(Source records)
********************

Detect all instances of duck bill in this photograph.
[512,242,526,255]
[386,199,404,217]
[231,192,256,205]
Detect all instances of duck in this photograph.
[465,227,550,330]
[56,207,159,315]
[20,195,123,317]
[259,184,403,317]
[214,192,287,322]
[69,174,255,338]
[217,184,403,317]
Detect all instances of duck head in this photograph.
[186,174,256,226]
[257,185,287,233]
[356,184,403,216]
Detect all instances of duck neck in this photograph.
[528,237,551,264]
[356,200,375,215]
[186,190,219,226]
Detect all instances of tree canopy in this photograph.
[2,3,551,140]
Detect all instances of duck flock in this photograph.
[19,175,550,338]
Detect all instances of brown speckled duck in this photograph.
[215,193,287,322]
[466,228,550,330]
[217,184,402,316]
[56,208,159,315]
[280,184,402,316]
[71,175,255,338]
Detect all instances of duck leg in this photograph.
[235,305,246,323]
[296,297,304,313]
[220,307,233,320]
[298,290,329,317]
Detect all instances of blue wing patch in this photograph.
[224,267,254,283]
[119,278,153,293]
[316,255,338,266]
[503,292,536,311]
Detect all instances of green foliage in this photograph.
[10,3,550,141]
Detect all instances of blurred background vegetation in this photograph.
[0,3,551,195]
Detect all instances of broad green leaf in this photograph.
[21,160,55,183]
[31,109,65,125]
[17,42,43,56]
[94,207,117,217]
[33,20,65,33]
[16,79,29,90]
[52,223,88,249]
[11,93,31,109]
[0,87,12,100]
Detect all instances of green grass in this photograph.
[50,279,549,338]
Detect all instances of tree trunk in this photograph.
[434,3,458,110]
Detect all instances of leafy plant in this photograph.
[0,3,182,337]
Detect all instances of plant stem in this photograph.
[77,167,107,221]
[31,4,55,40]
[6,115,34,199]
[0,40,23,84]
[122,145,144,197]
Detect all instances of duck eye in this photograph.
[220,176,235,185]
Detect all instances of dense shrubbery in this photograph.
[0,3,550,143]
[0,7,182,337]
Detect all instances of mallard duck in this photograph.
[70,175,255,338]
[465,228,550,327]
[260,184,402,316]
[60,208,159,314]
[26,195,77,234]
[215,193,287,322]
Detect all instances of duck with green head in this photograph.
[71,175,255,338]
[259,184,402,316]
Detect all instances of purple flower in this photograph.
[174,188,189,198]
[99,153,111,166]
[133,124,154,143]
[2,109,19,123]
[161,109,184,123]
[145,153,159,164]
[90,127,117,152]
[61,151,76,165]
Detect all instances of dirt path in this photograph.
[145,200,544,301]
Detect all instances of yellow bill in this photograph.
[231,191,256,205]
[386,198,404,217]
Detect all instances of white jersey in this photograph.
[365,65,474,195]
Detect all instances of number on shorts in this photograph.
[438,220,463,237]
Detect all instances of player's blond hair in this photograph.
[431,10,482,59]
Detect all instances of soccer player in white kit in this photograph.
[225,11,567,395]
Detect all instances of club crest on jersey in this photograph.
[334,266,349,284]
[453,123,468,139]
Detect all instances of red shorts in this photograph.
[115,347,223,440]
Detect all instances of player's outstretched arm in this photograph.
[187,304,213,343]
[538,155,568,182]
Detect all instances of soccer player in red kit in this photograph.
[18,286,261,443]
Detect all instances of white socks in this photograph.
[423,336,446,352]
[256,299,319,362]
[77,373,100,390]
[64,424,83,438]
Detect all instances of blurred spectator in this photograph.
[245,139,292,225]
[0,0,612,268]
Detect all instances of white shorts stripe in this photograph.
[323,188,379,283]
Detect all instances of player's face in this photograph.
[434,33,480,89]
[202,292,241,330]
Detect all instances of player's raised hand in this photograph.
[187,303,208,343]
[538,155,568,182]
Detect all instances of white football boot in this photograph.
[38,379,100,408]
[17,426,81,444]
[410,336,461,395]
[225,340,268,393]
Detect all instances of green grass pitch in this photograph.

********************

• Exercise objective
Revise the listing starting at the line containing "Detect all instances of duck leg" and ending at the line containing "[145,200,544,301]": replace "duck" with "bird" and leave everything else unchanged. Give back only those lines.

• Task solution
Detect all instances of bird leg in this photograph.
[235,305,246,323]
[296,297,304,313]
[220,307,233,320]
[298,290,329,317]
Detect all instances of blue wing patch in this photograph.
[224,267,254,283]
[119,278,153,293]
[316,255,338,266]
[503,292,536,311]
Detect all instances of green foliage in this photograph.
[10,3,550,141]
Detect all instances of blurred background vegetation in this photograph.
[0,3,551,195]
Detect all instances of broad green leaf in this photograph.
[21,160,55,183]
[31,109,65,125]
[17,42,43,56]
[94,207,117,217]
[33,20,65,33]
[16,79,29,90]
[52,223,88,249]
[11,93,31,109]
[0,87,12,100]
Detect all instances of green grass in this photograph.
[50,279,549,338]
Detect all instances of tree trunk in this photograph.
[434,3,458,110]
Detect all instances of leafy plant in this photograph.
[0,3,182,337]
Detect all instances of plant stem in this photograph.
[77,167,107,221]
[31,4,55,40]
[6,115,34,199]
[0,40,23,84]
[122,145,144,197]
Detect all instances of bird eye in this photograph.
[220,176,235,185]
Detect all instances of dense shrubbery in this photograph.
[0,3,550,143]
[0,7,182,337]
Detect all instances of mallard bird in this photograph.
[70,175,255,338]
[465,228,550,327]
[260,184,402,316]
[60,208,159,314]
[26,195,77,234]
[215,193,287,322]
Detect all instances of bird with green head in this photograph.
[71,175,255,338]
[259,184,402,316]
Detect all instances of purple flower in this photograph.
[174,188,189,198]
[99,153,111,166]
[133,124,154,143]
[2,109,19,123]
[161,109,184,123]
[145,153,159,164]
[90,127,117,152]
[61,151,76,165]
Detect all instances of dirt path in this photograph.
[145,200,544,301]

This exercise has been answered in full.